Source:
══════════
« Chacun
fait l’épreuve de voir disparaître ce qu’il aime, sans doute. C’est la règle et
elle ne souffre pas d’exception durable. Si comblé que l’on soit par la vie, il
faut à un moment ou à un autre se dessaisir de tout ce qu’elle vous a donné. Le
temps qui passe, la mort qui vient exécutent la besogne. On le sait et on l’ignore.
Si l’on y réfléchit, rien n’est plus étonnant que cette formidable faculté d’oubli
que mobilisent mentalement tous les hommes afin d’ignorer ce qu’ils savent
pourtant. Ils construisent des demeures et accumulent des biens, s’unissent et
se reproduisent, constituant tous comme un petit empire à leur mesure qu’ils
font prospérer autant qu’ils le peuvent et sur lequel ils se donnent l’illusion
éphémère de régner. Mais il leur faudra tout rendre au néant, dans
lequel, à leur tour, ils disparaîtront enfin. Je n’exprime ces banalités plus
ou moins philosophiques que parce qu’elles se trouvent systématiquement
méconnues. L’existence l’exige, et c’est très bien ainsi, aucune conscience ne
pouvant supporter la perspective, au fond assez terrible, dont je parle ici.»
══════════
Consigne écrite a:
Indiquez combien de lignes des enregistrements contiennent la chaîne « frame », en respectant la casse. Donnez seulement le nombre.

Enregistrements d'annotation de position
══════════
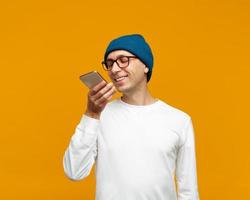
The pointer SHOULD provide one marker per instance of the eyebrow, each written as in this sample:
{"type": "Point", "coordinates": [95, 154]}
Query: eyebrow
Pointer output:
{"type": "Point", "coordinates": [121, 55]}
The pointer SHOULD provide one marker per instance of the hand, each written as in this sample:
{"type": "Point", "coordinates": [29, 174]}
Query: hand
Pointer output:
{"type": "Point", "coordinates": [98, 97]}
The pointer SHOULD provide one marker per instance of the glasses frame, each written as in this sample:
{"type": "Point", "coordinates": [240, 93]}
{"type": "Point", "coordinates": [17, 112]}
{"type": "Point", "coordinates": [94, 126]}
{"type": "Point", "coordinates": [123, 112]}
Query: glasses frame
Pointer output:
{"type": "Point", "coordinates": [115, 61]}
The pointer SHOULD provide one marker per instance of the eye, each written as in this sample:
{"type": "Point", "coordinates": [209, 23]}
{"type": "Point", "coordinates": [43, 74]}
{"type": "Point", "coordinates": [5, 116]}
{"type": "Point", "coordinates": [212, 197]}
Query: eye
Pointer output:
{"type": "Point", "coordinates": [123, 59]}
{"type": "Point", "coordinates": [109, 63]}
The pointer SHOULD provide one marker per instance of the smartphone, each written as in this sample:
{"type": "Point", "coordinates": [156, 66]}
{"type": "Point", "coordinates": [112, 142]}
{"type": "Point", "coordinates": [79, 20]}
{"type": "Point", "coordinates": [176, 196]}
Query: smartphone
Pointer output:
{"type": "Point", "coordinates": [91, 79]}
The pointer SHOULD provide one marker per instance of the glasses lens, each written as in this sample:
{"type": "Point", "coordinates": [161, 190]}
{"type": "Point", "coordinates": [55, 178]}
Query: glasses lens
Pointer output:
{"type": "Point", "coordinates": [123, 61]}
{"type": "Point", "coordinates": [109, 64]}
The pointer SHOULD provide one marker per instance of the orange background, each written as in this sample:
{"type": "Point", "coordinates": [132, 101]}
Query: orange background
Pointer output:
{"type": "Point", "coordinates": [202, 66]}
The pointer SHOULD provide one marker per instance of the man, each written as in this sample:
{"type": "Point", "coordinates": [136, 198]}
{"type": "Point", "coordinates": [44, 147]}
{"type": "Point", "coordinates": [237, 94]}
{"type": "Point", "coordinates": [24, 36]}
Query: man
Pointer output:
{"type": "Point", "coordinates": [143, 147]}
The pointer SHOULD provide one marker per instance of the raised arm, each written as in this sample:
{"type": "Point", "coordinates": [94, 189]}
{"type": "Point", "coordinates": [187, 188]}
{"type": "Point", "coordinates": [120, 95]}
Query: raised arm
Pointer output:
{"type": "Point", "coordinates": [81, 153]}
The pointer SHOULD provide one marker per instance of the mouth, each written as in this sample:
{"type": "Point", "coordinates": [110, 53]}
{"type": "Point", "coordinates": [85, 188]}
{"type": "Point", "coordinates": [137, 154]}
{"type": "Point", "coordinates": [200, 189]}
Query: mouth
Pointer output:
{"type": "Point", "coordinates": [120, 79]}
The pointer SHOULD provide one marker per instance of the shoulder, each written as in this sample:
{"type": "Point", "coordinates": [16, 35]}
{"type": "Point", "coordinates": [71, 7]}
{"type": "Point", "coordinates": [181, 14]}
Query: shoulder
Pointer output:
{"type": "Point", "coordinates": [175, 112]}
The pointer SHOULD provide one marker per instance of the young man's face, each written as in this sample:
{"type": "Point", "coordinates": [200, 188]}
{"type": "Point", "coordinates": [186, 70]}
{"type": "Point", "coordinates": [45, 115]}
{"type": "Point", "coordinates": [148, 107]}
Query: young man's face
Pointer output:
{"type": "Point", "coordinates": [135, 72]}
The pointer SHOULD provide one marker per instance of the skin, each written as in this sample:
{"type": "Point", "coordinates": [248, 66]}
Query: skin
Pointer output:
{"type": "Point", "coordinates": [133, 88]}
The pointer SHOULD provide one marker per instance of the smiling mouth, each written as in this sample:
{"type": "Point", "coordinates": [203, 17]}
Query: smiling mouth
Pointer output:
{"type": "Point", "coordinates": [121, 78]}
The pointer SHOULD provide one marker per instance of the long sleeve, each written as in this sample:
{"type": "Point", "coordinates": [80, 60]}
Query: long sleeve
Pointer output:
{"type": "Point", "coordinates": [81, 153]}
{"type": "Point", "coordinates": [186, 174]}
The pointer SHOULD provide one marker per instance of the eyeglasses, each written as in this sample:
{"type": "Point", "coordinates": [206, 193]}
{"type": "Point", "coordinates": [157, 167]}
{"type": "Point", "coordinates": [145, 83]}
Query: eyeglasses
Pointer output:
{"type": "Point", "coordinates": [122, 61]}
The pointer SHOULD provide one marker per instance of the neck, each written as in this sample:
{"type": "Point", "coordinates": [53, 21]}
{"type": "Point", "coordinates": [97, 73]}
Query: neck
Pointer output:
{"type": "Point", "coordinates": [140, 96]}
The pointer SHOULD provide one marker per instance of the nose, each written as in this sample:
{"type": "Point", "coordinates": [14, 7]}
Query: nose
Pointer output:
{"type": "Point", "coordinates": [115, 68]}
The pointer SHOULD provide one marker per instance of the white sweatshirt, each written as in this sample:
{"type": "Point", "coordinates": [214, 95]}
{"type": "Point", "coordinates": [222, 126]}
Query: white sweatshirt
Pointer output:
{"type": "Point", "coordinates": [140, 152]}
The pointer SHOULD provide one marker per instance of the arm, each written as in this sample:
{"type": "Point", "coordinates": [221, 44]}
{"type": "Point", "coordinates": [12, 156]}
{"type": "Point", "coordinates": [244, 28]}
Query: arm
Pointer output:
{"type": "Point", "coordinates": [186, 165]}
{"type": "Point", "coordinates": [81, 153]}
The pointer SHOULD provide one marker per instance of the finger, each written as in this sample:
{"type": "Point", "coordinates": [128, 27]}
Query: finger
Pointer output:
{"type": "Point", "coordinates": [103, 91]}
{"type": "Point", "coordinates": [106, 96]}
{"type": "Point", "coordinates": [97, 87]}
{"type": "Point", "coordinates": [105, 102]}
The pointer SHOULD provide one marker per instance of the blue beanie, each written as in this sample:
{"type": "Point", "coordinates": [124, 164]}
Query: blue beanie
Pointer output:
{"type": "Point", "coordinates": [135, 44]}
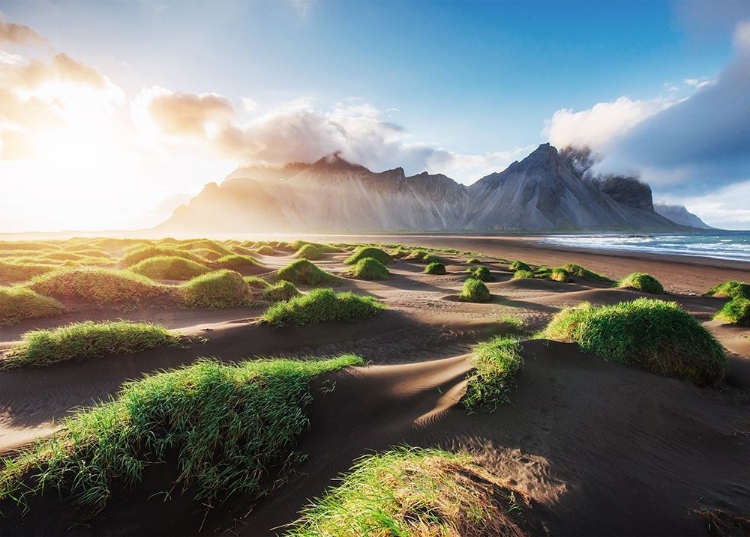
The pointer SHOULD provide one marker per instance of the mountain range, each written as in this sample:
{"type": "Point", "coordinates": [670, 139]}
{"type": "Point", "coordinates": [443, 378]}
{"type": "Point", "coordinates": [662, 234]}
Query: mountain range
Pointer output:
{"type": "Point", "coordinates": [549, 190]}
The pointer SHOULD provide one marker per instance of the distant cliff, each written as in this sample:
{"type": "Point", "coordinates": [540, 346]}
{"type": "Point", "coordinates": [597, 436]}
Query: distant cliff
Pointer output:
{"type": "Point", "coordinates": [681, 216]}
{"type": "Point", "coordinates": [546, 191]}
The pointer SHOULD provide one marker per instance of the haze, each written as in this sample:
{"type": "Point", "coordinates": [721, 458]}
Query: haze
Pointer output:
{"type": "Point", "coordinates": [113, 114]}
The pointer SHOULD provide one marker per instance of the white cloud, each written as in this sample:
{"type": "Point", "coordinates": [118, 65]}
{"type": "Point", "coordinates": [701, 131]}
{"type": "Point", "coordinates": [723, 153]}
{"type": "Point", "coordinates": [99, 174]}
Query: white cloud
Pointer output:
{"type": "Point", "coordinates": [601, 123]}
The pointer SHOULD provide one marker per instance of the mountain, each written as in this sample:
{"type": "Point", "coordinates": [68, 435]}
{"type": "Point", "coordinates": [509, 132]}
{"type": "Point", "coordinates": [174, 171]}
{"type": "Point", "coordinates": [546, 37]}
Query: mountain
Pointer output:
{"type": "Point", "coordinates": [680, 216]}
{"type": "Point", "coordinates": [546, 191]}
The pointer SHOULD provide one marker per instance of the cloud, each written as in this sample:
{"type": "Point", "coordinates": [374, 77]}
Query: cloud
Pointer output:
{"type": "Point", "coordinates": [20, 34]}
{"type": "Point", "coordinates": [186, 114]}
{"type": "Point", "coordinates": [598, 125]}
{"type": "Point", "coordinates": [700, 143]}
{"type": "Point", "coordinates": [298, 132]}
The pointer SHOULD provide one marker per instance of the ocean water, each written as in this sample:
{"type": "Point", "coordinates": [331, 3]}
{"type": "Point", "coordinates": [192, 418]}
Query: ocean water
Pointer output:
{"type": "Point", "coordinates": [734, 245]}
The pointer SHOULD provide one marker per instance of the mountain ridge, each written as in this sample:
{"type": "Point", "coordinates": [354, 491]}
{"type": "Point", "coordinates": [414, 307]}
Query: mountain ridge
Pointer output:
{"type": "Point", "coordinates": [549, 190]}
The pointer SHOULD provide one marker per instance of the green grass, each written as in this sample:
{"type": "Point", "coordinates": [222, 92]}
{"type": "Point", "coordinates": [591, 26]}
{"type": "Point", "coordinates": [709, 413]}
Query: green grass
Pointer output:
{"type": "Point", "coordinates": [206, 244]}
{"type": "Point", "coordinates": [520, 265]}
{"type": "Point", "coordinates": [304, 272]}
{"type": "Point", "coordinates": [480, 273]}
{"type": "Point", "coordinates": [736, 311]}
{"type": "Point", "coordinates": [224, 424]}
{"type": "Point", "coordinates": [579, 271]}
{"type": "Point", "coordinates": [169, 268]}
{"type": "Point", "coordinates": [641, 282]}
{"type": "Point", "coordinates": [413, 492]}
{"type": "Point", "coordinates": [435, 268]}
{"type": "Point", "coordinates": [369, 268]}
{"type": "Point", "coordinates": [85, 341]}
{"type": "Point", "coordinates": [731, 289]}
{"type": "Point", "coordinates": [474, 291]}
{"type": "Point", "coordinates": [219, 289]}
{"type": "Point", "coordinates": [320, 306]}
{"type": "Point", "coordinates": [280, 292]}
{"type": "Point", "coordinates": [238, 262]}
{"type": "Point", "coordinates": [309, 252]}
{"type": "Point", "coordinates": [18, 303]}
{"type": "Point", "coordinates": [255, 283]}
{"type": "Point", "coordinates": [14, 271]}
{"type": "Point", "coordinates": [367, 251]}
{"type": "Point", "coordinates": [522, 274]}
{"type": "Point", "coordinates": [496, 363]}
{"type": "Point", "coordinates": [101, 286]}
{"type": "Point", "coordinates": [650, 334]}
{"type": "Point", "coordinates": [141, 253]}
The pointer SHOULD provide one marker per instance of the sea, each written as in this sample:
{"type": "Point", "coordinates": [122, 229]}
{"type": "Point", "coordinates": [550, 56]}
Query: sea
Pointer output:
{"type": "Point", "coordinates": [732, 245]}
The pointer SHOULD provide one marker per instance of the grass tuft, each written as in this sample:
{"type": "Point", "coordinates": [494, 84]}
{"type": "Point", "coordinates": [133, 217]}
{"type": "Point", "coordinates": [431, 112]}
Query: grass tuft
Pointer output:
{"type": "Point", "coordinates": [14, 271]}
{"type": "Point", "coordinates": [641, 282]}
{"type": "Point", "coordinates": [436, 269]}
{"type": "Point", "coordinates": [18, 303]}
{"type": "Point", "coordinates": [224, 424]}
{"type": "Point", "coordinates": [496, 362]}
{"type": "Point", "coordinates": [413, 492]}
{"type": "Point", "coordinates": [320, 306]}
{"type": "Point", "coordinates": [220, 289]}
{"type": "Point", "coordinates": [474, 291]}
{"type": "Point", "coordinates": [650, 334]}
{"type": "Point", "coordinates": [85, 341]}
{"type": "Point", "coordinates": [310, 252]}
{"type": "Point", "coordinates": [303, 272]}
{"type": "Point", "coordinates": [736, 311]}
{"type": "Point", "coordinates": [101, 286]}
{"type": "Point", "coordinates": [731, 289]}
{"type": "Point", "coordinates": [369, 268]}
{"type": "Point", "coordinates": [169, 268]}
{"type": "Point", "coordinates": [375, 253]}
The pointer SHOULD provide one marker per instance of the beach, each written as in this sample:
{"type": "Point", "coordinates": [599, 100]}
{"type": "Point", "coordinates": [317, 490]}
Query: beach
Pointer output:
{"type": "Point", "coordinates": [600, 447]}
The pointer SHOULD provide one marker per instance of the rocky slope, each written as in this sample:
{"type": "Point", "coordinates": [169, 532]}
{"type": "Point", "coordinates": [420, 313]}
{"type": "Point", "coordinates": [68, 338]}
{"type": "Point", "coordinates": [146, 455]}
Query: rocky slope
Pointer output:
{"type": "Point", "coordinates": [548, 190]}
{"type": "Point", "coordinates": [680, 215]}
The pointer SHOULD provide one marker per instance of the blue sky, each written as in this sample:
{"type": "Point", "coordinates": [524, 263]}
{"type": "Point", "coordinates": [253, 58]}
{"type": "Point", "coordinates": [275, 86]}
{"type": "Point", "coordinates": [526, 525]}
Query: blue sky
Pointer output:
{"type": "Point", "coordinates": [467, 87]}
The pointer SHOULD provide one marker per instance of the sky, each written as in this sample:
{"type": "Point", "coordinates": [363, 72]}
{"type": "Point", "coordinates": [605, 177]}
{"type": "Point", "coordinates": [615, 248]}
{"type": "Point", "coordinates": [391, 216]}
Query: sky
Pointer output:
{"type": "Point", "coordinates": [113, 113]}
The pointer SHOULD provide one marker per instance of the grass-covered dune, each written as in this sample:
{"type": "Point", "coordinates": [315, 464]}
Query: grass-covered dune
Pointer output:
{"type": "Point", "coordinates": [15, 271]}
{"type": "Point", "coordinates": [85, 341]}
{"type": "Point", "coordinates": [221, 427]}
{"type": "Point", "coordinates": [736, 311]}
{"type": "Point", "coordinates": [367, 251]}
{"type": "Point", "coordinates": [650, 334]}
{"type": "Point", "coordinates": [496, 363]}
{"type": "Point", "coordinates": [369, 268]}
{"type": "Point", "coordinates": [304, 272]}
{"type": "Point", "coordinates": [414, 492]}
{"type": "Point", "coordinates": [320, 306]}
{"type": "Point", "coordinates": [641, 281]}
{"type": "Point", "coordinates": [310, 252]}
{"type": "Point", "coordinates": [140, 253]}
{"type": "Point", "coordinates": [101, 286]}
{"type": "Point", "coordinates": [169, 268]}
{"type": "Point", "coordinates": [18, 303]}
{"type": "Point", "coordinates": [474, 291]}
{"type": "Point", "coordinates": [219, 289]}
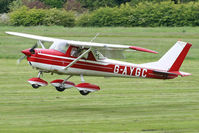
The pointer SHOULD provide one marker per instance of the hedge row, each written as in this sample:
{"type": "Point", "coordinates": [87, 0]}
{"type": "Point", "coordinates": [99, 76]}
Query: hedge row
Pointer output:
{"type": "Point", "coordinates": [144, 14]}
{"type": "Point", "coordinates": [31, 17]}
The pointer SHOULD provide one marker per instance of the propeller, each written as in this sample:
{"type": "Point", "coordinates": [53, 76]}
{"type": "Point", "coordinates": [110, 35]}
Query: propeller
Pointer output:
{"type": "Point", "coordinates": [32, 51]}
══════════
Consigne écrite b:
Selon le texte, pourquoi celui qui parle énonce-t-il ces « banalités plus ou moins philosophiques » ? Répondez en une à trois phrases.

Réponse a:
2

Réponse b:
Il ne les exprime que parce qu'elles se trouvent systématiquement méconnues. Le texte ajoute que l'existence exige cette méconnaissance, car aucune conscience ne pourrait supporter une perspective aussi terrible.